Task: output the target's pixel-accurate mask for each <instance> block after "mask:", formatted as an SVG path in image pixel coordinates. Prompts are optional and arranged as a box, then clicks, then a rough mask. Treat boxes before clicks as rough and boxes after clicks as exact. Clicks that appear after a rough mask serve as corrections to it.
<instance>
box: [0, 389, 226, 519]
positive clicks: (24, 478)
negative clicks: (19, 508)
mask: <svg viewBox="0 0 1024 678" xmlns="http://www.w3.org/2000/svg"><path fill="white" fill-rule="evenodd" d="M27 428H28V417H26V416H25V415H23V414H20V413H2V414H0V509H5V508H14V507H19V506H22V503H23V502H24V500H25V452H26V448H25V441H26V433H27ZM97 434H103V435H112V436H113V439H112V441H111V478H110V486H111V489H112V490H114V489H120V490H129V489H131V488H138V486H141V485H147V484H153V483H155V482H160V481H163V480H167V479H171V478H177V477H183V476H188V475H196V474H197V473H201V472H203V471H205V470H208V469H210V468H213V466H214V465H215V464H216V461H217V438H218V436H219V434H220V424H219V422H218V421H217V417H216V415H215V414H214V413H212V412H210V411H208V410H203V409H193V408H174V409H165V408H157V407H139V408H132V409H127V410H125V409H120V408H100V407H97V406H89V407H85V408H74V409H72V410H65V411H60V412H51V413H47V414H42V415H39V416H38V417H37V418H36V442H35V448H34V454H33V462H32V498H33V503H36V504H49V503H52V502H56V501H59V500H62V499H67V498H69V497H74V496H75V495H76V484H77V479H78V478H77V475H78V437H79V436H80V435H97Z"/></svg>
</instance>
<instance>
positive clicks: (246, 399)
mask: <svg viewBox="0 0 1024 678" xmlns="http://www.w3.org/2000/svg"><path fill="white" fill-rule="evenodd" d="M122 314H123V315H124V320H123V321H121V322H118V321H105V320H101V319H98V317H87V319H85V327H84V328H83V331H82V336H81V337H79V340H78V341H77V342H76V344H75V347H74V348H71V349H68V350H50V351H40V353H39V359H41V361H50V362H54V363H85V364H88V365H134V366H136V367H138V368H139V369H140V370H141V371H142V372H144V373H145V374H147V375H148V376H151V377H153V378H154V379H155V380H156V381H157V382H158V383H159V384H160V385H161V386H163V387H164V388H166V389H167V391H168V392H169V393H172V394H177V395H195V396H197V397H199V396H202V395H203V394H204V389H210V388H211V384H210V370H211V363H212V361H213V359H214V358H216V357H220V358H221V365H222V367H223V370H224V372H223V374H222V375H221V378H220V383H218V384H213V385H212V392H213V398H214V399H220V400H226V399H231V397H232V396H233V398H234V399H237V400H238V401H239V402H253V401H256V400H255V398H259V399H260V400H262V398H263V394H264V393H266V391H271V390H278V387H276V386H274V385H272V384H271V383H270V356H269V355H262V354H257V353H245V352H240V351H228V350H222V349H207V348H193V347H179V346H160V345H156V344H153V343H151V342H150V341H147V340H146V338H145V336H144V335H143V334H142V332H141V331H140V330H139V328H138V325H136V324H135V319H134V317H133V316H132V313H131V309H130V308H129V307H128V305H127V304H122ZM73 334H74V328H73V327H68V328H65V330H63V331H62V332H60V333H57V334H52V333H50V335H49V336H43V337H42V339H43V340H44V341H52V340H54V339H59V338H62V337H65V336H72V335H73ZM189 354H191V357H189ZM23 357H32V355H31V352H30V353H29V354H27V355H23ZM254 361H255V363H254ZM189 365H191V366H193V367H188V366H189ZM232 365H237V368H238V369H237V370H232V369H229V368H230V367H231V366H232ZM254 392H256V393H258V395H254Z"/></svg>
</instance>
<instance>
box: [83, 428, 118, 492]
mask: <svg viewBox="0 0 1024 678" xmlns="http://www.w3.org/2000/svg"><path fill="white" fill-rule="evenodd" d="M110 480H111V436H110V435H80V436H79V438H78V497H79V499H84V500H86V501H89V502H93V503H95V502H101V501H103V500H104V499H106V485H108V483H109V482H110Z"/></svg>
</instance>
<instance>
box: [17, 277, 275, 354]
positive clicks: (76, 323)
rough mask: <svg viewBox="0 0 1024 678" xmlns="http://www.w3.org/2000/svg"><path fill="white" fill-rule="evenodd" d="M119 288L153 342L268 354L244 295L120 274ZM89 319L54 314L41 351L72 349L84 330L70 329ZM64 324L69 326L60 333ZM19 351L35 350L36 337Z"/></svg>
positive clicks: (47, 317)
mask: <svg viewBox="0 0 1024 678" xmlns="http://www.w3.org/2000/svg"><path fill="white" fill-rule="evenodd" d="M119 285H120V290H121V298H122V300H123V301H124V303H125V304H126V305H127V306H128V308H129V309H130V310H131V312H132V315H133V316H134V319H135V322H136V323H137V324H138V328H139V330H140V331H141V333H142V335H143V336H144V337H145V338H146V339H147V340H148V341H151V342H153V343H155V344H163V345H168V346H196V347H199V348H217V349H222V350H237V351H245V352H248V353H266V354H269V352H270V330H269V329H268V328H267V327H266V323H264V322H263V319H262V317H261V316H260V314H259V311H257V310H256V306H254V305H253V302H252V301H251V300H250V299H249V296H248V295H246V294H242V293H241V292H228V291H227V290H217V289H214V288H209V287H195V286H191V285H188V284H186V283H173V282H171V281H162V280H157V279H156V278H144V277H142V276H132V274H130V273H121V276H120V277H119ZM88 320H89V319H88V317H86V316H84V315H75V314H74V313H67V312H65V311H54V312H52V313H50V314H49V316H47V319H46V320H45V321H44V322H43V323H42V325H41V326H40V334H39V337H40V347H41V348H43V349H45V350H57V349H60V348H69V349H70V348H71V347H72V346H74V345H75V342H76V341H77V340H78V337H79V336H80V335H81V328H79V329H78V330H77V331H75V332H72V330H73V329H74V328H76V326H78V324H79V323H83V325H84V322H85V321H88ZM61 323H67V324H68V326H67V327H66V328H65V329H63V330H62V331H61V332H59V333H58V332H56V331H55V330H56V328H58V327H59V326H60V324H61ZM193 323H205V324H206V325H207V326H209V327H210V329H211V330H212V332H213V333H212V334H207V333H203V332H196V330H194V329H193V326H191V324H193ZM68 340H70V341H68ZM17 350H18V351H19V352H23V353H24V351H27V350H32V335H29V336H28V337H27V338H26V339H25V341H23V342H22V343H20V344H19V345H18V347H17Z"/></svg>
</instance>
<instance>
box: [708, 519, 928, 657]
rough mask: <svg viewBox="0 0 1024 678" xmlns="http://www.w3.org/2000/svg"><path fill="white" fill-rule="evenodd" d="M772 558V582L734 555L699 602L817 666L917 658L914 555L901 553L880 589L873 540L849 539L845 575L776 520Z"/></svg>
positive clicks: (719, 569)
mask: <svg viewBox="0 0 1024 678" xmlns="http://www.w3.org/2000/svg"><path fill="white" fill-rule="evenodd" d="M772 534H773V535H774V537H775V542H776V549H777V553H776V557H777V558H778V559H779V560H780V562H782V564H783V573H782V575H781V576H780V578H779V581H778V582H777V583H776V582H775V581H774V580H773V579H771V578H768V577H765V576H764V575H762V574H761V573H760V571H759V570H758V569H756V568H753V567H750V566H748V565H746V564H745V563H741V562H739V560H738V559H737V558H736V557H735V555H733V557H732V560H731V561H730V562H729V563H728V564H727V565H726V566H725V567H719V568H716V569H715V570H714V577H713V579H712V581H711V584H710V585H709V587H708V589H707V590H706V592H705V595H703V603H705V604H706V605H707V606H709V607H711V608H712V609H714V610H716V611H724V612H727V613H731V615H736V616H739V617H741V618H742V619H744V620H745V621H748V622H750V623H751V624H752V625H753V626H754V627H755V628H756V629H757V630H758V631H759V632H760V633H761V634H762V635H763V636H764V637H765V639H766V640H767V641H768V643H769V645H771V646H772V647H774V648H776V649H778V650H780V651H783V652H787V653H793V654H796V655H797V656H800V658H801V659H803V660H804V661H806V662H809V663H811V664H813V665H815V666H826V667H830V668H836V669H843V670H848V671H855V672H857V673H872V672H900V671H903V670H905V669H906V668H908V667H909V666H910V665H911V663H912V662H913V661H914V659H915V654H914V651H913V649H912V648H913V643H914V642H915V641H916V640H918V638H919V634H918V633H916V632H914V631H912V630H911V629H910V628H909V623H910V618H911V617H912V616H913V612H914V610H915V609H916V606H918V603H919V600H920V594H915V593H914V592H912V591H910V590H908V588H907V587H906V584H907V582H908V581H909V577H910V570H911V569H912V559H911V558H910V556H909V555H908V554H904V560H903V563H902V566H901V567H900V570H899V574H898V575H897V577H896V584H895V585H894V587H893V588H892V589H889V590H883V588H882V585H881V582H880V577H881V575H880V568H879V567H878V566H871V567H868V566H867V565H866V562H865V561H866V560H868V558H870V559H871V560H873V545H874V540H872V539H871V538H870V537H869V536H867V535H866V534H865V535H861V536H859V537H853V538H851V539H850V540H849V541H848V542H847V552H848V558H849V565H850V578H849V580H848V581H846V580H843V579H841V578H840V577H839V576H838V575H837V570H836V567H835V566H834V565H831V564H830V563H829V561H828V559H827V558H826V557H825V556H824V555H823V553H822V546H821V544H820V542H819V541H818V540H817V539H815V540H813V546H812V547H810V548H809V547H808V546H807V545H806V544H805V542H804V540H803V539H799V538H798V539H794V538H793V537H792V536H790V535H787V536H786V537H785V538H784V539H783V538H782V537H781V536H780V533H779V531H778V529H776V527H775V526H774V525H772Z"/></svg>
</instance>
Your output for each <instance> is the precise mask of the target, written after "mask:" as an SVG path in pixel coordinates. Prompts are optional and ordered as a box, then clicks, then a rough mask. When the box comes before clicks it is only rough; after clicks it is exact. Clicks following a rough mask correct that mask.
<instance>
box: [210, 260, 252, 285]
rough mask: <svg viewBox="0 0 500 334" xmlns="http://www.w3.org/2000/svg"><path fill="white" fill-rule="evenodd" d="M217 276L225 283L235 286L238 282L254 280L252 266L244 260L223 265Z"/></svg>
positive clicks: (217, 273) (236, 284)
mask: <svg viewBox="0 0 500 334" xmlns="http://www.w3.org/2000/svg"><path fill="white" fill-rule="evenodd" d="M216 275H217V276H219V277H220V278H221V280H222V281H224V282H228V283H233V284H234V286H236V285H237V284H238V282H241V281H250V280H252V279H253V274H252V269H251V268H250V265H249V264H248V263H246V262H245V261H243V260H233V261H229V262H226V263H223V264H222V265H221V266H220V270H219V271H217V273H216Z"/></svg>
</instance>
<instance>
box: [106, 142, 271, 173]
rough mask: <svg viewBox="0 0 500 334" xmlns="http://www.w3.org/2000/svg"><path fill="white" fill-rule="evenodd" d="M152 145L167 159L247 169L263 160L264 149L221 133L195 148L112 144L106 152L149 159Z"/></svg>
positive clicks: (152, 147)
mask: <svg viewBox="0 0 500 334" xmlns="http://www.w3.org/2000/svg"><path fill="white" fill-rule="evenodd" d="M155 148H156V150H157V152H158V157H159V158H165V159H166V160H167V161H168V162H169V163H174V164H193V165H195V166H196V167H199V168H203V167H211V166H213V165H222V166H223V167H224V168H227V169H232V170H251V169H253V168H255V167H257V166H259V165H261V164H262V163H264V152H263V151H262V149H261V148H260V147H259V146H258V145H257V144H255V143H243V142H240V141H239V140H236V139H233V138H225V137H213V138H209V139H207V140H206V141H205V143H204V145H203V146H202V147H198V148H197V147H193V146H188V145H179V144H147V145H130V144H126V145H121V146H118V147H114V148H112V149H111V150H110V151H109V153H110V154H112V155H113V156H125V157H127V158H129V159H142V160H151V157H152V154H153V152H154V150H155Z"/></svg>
========================
## PROBLEM DESCRIPTION
Which lines in the data above hold the string "optional"? Return each of them.

## RESULT
Task: output the target's pixel-accurate mask for each <instance> block after "mask:", formatted as an SVG path in image pixel coordinates. Prompts are optional and arranged as a box, then clicks, then a rough mask. Treat boxes before clicks as rough and boxes after clicks as exact. Clicks that appear after a rough mask serve as corrections to it.
Your output for each <instance> is the precise mask of the target, written after "mask:" as an SVG path in pixel coordinates. Prompts are optional and ordered as a box, then clicks, then a rough mask. When the box comes before clicks it is only rough; after clicks it is exact. Clicks following a rough mask correct that mask.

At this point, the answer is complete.